Allora la libertà attiene all’apertura nei confronti
degli altri «come condizione preliminare dell’umanità in tutti i sensi della
parola… sintonizzata sulle frequenze della gioia resa impossibile dall’invidia
che, nell’universo dell’umanità rappresenta il peggiore dei vizi, (mentre) il
contrario della compassione non è l’invidia ma la crudeltà… che rappresenta una
distorsione che ricava piacere dal dolore« (Hanna Arendt, L’umanità in tempi bui, Mimesis
2023:38).
Questo
per sottolineare l’importanza della dimensione etica della libertà vissuta in
senso transitivo, la cui violazione comporta lo stravolgimento dei suoi
presupposti, quando l’uso dei canali e degli strumenti democratici che le
permettono di essere un veicolo della costruzione della democrazia, in cui è
vissuta e cresciuta la nostra famiglia felice, avviene in modo spregiudicato e
distorto come per mezzo della disinformazione della verità.
Così il mantra ideologico del “non esistono i
fatti ma solo interpretazioni” e del suo corollario, e cioè che tutti gli
argomenti usati per dimostrare la bontà dell’attacco alla Democrazia liberale e
ai suoi fondamenti è funzionale a difendere la verità di quanto sia necessario
violare l’etica, accusata d’essere fasulla, delle libertà democratiche, è
smentita proprio dalla constatazione di come gli aggressori agiscono per
sconfiggere i difensori del liberalismo democratico.

Elenco delle righe
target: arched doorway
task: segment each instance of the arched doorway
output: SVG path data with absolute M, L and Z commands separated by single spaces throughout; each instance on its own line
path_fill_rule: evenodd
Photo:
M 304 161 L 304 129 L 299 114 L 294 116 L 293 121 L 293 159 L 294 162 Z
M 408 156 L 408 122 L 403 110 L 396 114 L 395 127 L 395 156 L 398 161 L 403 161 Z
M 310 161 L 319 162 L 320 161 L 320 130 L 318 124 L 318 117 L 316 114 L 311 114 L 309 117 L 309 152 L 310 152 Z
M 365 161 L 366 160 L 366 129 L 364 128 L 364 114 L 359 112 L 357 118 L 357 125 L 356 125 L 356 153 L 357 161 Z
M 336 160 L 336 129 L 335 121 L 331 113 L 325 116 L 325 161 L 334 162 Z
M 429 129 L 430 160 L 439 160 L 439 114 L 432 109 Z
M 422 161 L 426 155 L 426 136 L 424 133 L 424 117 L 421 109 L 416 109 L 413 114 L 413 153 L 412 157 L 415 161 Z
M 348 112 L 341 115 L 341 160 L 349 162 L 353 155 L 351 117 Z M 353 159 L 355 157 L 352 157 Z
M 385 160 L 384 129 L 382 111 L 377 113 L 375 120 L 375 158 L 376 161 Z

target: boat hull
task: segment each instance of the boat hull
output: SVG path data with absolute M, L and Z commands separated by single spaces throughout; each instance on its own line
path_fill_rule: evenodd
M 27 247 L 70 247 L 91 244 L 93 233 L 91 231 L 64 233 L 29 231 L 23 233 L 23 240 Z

Compito da svolgere
Trascrivi per intero il brano sulla libertà e la democrazia, senza modificare nulla. Le righe non hanno alcun ruolo in questo lavoro.

Risultato
Allora la libertà attiene all’apertura nei confronti
degli altri «come condizione preliminare dell’umanità in tutti i sensi della
parola… sintonizzata sulle frequenze della gioia resa impossibile dall’invidia
che, nell’universo dell’umanità rappresenta il peggiore dei vizi, (mentre) il
contrario della compassione non è l’invidia ma la crudeltà… che rappresenta una
distorsione che ricava piacere dal dolore« (Hanna Arendt, L’umanità in tempi bui, Mimesis
2023:38).
Questo
per sottolineare l’importanza della dimensione etica della libertà vissuta in
senso transitivo, la cui violazione comporta lo stravolgimento dei suoi
presupposti, quando l’uso dei canali e degli strumenti democratici che le
permettono di essere un veicolo della costruzione della democrazia, in cui è
vissuta e cresciuta la nostra famiglia felice, avviene in modo spregiudicato e
distorto come per mezzo della disinformazione della verità.
Così il mantra ideologico del “non esistono i
fatti ma solo interpretazioni” e del suo corollario, e cioè che tutti gli
argomenti usati per dimostrare la bontà dell’attacco alla Democrazia liberale e
ai suoi fondamenti è funzionale a difendere la verità di quanto sia necessario
violare l’etica, accusata d’essere fasulla, delle libertà democratiche, è
smentita proprio dalla constatazione di come gli aggressori agiscono per
sconfiggere i difensori del liberalismo democratico.